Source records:
▼▼▼

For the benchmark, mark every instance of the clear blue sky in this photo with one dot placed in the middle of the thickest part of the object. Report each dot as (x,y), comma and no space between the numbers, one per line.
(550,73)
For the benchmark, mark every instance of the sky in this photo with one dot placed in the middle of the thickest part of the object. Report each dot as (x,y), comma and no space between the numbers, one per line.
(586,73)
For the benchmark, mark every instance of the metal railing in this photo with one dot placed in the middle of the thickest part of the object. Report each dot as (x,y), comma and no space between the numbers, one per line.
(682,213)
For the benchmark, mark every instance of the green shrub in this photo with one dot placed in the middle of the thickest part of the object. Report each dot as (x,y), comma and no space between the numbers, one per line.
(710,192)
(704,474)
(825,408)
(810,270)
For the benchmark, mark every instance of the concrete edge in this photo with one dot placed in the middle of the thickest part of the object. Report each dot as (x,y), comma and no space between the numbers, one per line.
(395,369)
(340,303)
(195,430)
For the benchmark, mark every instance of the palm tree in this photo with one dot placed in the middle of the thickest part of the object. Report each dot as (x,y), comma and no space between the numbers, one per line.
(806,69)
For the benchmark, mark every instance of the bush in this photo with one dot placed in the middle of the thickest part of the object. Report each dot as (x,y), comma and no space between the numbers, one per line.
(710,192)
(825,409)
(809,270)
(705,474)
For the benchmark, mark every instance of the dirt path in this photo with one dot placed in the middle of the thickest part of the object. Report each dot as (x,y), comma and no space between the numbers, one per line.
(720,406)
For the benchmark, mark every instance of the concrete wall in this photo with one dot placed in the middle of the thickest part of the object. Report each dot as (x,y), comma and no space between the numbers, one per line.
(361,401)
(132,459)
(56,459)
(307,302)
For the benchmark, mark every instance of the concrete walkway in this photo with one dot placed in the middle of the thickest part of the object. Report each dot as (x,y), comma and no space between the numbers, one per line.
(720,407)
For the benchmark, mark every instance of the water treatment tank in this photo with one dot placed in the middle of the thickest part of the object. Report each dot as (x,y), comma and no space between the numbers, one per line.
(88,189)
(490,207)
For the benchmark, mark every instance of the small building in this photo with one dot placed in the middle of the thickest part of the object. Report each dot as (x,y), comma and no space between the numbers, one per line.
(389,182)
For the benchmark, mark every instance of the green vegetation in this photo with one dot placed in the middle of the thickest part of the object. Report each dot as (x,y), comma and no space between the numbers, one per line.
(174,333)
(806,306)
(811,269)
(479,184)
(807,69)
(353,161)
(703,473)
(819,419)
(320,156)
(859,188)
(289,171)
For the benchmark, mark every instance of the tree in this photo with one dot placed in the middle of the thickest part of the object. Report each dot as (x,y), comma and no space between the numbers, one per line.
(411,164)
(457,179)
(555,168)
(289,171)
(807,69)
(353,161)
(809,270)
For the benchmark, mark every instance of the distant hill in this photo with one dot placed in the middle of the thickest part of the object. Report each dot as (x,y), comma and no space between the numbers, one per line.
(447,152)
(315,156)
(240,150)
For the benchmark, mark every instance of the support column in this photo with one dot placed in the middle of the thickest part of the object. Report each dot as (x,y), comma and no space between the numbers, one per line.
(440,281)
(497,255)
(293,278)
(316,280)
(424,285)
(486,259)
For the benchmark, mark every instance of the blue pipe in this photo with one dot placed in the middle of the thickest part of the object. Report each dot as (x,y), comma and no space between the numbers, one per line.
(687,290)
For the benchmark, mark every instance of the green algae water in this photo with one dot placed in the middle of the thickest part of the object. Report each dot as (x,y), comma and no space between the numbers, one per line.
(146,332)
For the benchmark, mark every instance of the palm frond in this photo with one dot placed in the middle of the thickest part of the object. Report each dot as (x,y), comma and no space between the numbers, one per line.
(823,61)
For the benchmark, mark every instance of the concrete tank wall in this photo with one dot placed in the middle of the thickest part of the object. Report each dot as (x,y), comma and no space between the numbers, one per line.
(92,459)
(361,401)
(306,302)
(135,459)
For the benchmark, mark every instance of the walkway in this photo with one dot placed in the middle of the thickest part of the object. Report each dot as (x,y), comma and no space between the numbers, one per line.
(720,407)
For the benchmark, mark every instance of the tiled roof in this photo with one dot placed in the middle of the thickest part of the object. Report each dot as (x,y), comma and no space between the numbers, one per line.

▲▲▲

- Problem to solve -
Write out again, unchanged, every line from the line containing "For the benchmark, mark every instance of the walkway" to the final line of the material above.

- Result of the exercise -
For the benchmark, mark every instance of the walkway in this photo with one dot placed in the middle of the thickest part of the object. Report each dot as (x,y), comma and no space between the numbers, one per line.
(720,407)
For the benchmark, mark every instance of the tiled roof in this photo with one dot placed in the middle of the thickest part of the object. Report each dot as (x,y), comma and no space between the numbers, one per line.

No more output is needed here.